- DIRECTIONS:
Nothing in the records that follow should differ once you have copied them out.

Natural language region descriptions
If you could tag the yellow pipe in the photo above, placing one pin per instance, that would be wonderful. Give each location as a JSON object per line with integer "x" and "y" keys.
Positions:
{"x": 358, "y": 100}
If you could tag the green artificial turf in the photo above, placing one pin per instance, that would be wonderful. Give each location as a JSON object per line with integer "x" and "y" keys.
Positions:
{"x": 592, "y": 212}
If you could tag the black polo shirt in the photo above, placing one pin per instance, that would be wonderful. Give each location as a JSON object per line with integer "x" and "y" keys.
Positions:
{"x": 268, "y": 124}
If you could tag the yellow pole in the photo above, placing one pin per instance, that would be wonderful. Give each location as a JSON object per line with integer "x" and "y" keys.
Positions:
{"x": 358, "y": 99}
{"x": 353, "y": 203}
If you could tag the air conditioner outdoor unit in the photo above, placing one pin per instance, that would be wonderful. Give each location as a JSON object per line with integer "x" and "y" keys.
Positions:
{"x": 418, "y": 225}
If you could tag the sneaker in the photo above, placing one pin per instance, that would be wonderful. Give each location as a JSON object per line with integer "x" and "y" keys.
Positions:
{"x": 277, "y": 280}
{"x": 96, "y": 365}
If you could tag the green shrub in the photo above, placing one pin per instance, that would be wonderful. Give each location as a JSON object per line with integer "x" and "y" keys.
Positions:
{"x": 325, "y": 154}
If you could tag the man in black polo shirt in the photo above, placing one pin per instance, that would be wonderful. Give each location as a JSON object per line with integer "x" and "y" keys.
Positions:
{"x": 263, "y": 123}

- TASK OUTPUT:
If you could tag the yellow pipe in the photo above, placing one pin per instance, that would be wonderful. Give each location as a JSON object per line with integer "x" and "y" keys.
Positions:
{"x": 358, "y": 100}
If you could tag the green artificial turf in the photo above, placing one pin per instance, that would be wonderful. Give each location as a JSON object per line with integer "x" and "y" keys.
Positions:
{"x": 592, "y": 212}
If you could tag the black polo shirt in the photo above, placing one pin per instance, that would be wonderful. Give each location as a JSON object per line with integer "x" and "y" keys.
Positions:
{"x": 268, "y": 124}
If you could tag the yellow pole in the photo above, placing one pin per instance, that would be wonderful. Give each location as a JSON object per line with integer "x" and "y" keys.
Positions:
{"x": 358, "y": 99}
{"x": 353, "y": 203}
If you could tag the air conditioner outdoor unit in the photo above, placing one pin per instance, that would be wonderful. Give each location as a JSON object per line with integer "x" and "y" keys.
Positions:
{"x": 418, "y": 225}
If you could tag the sneaker in the photo above, placing one pin per instance, that would be wonderful. Give each location as a JSON object per line with integer "x" and "y" keys.
Positions:
{"x": 277, "y": 280}
{"x": 96, "y": 365}
If you could tag the green shrub in the photo above, placing one pin per instance, that would be wonderful. Give each location as a JSON object per line with integer "x" and "y" keys.
Positions:
{"x": 325, "y": 154}
If you could tag the man in black polo shirt in the photo above, placing one pin per instance, that would be wonderful. Give each location as a JSON object per line with integer "x" and "y" keys.
Positions:
{"x": 263, "y": 123}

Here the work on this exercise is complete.